Boundary annotation listing
+ + + + +
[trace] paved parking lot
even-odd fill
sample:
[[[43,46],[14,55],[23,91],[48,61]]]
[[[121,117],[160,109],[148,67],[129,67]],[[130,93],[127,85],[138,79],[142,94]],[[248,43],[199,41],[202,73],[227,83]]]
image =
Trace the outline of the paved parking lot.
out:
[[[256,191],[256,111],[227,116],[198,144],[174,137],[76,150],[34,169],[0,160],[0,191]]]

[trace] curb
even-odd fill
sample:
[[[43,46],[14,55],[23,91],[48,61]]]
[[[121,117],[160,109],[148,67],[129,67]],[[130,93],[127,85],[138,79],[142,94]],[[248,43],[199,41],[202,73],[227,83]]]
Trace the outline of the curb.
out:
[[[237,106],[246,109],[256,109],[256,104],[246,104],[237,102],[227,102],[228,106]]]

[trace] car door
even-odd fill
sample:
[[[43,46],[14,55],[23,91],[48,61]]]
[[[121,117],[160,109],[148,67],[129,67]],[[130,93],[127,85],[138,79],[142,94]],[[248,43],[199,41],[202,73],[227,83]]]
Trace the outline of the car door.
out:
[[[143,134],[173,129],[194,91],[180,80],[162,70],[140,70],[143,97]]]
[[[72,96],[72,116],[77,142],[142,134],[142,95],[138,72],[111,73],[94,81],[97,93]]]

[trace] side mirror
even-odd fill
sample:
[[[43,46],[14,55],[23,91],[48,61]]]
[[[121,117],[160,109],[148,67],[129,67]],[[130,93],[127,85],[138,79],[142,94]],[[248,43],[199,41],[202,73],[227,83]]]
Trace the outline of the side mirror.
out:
+ + + + +
» **Exercise instructions**
Copy out every line of the listing above word for word, from start to finish.

» **Written answer**
[trace] paved parking lot
even-odd fill
sample:
[[[43,46],[14,55],[23,91],[48,61]]]
[[[121,117],[160,109],[148,67],[129,67]],[[130,93],[127,85],[138,79],[142,94]],[[248,43],[199,41],[202,73],[227,83]]]
image =
Trace the outline of the paved parking lot.
out:
[[[256,191],[256,111],[227,116],[198,144],[174,137],[76,150],[34,169],[0,160],[0,191]]]

[trace] curb
even-odd fill
sample:
[[[43,46],[14,55],[23,91],[48,61]]]
[[[121,117],[160,109],[148,67],[129,67]],[[130,93],[127,85],[138,79],[142,94]],[[248,43],[199,41],[202,73],[227,83]]]
Trace the outline of the curb.
out:
[[[237,106],[246,109],[256,109],[256,104],[246,104],[237,102],[227,102],[228,106]]]

[trace] car door
even-odd fill
sample:
[[[43,46],[14,55],[23,91],[48,61]]]
[[[121,117],[160,109],[148,67],[129,67]],[[130,93],[127,85],[138,79],[142,94]],[[248,43],[199,41],[202,73],[227,83]]]
Trace the outline of the car door.
out:
[[[143,134],[173,129],[194,91],[180,80],[162,70],[140,70],[143,97]]]
[[[72,96],[72,116],[77,142],[142,134],[142,95],[138,72],[111,73],[94,81],[97,93]]]

[trace] side mirror
even-odd fill
sample:
[[[43,46],[14,55],[23,91],[48,61]]]
[[[121,117],[160,109],[148,67],[129,67]],[[130,93],[127,85],[138,79],[142,94]],[[248,43],[199,41],[202,73],[227,83]]]
Trace the outline of the side mirror.
out:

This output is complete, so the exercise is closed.